→ **Task prompt**
Please restate each entry that follows word for word.

→ **Available data**
_ _ _

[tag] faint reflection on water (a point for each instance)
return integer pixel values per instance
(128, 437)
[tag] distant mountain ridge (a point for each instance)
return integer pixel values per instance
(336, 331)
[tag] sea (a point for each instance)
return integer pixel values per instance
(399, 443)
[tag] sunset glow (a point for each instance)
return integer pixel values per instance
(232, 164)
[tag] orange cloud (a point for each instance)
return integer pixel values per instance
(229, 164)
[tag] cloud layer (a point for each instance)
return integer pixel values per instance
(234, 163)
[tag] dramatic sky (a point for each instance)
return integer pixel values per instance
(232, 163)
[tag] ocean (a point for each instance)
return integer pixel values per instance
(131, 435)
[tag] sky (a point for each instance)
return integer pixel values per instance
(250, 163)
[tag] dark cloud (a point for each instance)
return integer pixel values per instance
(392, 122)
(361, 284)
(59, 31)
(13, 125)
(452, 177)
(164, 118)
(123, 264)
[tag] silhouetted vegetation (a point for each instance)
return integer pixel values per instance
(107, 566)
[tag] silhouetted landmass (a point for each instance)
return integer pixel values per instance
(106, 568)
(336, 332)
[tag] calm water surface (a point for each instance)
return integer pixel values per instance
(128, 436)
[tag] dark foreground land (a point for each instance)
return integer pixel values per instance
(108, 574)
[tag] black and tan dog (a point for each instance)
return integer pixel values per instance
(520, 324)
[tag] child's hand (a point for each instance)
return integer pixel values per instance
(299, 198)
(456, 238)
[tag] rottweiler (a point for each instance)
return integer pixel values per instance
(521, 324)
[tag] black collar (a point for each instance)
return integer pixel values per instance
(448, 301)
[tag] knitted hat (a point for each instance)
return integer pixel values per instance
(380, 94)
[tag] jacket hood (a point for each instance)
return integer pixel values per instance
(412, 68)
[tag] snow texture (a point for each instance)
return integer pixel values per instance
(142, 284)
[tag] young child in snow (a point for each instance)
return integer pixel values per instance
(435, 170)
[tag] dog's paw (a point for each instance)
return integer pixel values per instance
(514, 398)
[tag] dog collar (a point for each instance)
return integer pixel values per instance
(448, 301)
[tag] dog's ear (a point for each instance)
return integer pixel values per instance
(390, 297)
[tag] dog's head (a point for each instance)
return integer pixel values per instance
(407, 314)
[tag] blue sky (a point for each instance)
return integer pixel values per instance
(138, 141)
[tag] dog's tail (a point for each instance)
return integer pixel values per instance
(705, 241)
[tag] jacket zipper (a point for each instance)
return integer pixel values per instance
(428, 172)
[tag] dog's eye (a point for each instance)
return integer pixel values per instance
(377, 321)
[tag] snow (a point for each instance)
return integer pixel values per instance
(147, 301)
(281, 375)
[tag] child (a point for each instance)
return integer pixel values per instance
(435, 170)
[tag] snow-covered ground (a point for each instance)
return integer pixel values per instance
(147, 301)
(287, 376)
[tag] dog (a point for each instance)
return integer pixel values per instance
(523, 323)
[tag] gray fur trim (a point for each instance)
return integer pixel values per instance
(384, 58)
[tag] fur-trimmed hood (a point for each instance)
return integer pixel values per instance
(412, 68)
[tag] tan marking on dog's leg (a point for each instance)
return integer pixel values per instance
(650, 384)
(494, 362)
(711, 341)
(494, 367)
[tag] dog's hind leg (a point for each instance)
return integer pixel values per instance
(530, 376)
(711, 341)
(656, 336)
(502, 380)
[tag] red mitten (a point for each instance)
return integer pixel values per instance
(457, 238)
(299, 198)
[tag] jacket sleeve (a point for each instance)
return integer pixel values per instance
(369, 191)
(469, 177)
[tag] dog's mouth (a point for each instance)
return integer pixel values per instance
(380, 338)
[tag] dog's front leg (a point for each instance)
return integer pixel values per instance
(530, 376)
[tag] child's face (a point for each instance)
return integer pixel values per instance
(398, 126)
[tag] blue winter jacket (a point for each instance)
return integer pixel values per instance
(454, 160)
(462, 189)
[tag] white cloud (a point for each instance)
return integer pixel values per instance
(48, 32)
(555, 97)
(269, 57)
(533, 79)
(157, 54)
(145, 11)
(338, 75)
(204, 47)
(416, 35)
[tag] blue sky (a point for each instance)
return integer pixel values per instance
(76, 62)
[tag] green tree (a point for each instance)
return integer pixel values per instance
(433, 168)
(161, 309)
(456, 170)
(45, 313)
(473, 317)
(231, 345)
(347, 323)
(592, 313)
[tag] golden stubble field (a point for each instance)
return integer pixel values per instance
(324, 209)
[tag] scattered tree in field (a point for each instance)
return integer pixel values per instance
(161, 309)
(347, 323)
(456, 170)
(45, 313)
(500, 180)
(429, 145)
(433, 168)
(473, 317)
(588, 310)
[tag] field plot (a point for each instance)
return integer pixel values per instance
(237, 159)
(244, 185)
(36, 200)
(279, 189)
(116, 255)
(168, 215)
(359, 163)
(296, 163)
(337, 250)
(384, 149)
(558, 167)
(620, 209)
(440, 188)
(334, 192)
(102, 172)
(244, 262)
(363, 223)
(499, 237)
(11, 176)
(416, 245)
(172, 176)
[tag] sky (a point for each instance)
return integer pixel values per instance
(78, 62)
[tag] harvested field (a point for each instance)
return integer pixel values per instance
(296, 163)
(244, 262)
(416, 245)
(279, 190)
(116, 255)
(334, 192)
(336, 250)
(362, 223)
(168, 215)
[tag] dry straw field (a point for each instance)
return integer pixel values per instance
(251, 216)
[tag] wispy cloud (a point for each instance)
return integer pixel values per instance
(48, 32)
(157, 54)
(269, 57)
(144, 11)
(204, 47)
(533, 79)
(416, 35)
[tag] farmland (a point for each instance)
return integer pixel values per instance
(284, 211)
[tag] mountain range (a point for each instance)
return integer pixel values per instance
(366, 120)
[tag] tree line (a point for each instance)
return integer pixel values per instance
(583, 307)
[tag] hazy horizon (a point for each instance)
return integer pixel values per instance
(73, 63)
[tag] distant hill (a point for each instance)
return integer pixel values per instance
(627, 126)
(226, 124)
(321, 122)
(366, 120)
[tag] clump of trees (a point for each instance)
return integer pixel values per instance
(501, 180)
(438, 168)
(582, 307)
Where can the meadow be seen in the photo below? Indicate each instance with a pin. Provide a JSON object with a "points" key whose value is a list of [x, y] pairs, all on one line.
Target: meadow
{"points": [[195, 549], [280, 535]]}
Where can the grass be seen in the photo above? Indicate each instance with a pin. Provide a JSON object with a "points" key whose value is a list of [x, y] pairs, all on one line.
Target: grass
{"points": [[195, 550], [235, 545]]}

_ _ _

→ **Reply to the exercise**
[tag] faint reflection on water (a point for each instance)
return integer pixel values per instance
(128, 437)
[tag] distant mountain ridge (a point for each instance)
return integer pixel values per instance
(336, 331)
[tag] sea (a point for each instance)
return integer pixel values per instance
(399, 443)
[tag] sunset glow (a point for each instance)
return integer pixel values per instance
(232, 164)
[tag] orange cloud (a point for each instance)
return integer pixel values per instance
(229, 164)
[tag] cloud layer (a point for each instance)
return integer pixel values per instance
(234, 163)
[tag] dramatic sky (a point for each instance)
return integer pixel values per instance
(232, 163)
[tag] ocean (a point for each instance)
return integer pixel values per instance
(131, 435)
[tag] sky (a point for each instance)
return integer pixel values per instance
(250, 163)
[tag] dark cloud (a point for each instance)
return integer pixel values per instance
(392, 122)
(361, 284)
(59, 31)
(13, 125)
(452, 177)
(164, 118)
(123, 264)
[tag] silhouetted vegetation (a point for each instance)
return integer pixel values per instance
(107, 566)
[tag] silhouetted landmass (a point for each instance)
return integer pixel values per instance
(106, 568)
(336, 332)
[tag] calm water surface (a point for each instance)
return integer pixel values per instance
(128, 436)
[tag] dark foreground land (a point for each instance)
return integer pixel values per instance
(108, 574)
[tag] black and tan dog (a point for each instance)
return integer pixel values per instance
(520, 324)
[tag] child's hand (a point for each instance)
return integer pixel values per instance
(299, 198)
(456, 238)
[tag] rottweiler (a point for each instance)
return integer pixel values per instance
(521, 324)
[tag] black collar (a point for each instance)
return integer pixel values per instance
(448, 301)
[tag] knitted hat (a point for each instance)
return integer pixel values per instance
(380, 94)
[tag] jacket hood (a point for each instance)
return integer pixel values per instance
(412, 68)
[tag] snow texture (a point for each instance)
return integer pixel values per instance
(142, 284)
[tag] young child in snow (a point for each instance)
return integer pixel values per instance
(435, 170)
[tag] dog's paw (a point for each instance)
return integer pixel values per instance
(514, 398)
[tag] dog collar (a point for each instance)
return integer pixel values per instance
(448, 301)
[tag] dog's ear (a point for each instance)
return integer pixel values per instance
(390, 297)
[tag] dog's head (a point for each instance)
return integer pixel values per instance
(407, 314)
[tag] blue sky (a point for each instance)
return integer pixel values per instance
(138, 141)
[tag] dog's tail (a point for each instance)
return integer pixel values per instance
(705, 241)
[tag] jacket zipper (a point for each instance)
return integer pixel values per instance
(428, 172)
[tag] dog's eye (a point for each instance)
return integer pixel values per instance
(377, 321)
[tag] snow (a point for each instance)
return integer pixel values per instance
(147, 301)
(281, 375)
[tag] child (a point for each instance)
return integer pixel values per instance
(435, 170)
[tag] snow-covered ground (a point for each instance)
return integer pixel values per instance
(147, 301)
(287, 376)
[tag] dog (a point for each instance)
return integer pixel values per instance
(523, 323)
[tag] gray fur trim (a point for each instance)
return integer pixel values per instance
(384, 58)
[tag] fur-trimmed hood (a point for each instance)
return integer pixel values per instance
(412, 68)
[tag] tan marking on dog's leg (a point for each instance)
return integer pixel values per instance
(650, 384)
(494, 362)
(711, 341)
(494, 367)
[tag] dog's hind leg (a point for each instance)
return integer pixel values per instance
(530, 376)
(711, 341)
(656, 336)
(502, 380)
[tag] red mitten (a point for each instance)
return integer pixel values per instance
(457, 238)
(299, 198)
[tag] jacket sleeve (a point for each instance)
return integer pixel values per instance
(369, 191)
(469, 177)
[tag] dog's mouth (a point for each instance)
return integer pixel values per instance
(380, 338)
[tag] dog's front leg (a point for each instance)
return integer pixel values per instance
(530, 376)
[tag] child's face (a point for each instance)
return integer pixel values per instance
(398, 126)
[tag] blue winter jacket (a point for each instance)
return integer pixel values per instance
(454, 160)
(462, 189)
[tag] white cloud (a point for each instance)
return integer pixel values per instance
(48, 32)
(555, 97)
(269, 57)
(533, 79)
(157, 54)
(145, 11)
(338, 75)
(204, 47)
(416, 35)
[tag] blue sky (a point for each instance)
return integer pixel values per instance
(76, 62)
[tag] green tree (a point for each instance)
return integer pixel values per instance
(433, 168)
(161, 309)
(456, 170)
(45, 313)
(473, 317)
(231, 345)
(347, 323)
(592, 313)
[tag] golden stubble field (a point for each instance)
return integer pixel values per instance
(324, 209)
[tag] scattered tree in field (a point for each instance)
return integer pixel values per instance
(161, 309)
(347, 323)
(456, 170)
(45, 313)
(500, 180)
(429, 145)
(433, 168)
(473, 317)
(588, 310)
[tag] field plot (a point for each instance)
return integer pixel values per instance
(237, 159)
(244, 185)
(36, 200)
(279, 189)
(116, 255)
(168, 215)
(359, 163)
(296, 163)
(337, 250)
(384, 149)
(558, 167)
(620, 209)
(440, 188)
(334, 192)
(102, 172)
(244, 262)
(363, 223)
(499, 237)
(11, 176)
(416, 245)
(172, 176)
[tag] sky (a point for each instance)
return integer pixel values per instance
(78, 62)
[tag] harvested field (a point for each instance)
return integer pixel values per instance
(296, 163)
(244, 262)
(416, 245)
(279, 190)
(116, 255)
(334, 192)
(336, 250)
(362, 223)
(168, 215)
[tag] dry straw field (a point for each instance)
return integer pixel values per instance
(251, 216)
[tag] wispy cloud (a point for each instance)
return integer pixel values per instance
(48, 32)
(157, 54)
(269, 57)
(144, 11)
(204, 47)
(533, 79)
(416, 35)
[tag] farmland (a point for each instance)
return integer pixel values per instance
(284, 211)
[tag] mountain range (a point for each instance)
return integer pixel values per instance
(366, 120)
[tag] tree line (a point for each instance)
return integer pixel values per instance
(583, 307)
[tag] hazy horizon (a point for each instance)
return integer pixel values per instance
(73, 63)
[tag] distant hill (a point for each instance)
return integer pixel values per instance
(627, 126)
(226, 124)
(321, 122)
(366, 120)
[tag] clump of trees (a point for each instance)
return integer pixel values per instance
(501, 180)
(438, 168)
(582, 307)
Where can the meadow be seen in the photo below? Indicate each instance with a pin. Provide a JSON object with a "points" key whose value is a list of [x, y] pairs, all on one line.
Target: meadow
{"points": [[195, 549], [280, 535]]}
Where can the grass be seen in the photo above? Indicate each instance with a pin. Provide a JSON object with a "points" key whose value is a list of [x, y] pairs, all on one line.
Target: grass
{"points": [[195, 550], [235, 545]]}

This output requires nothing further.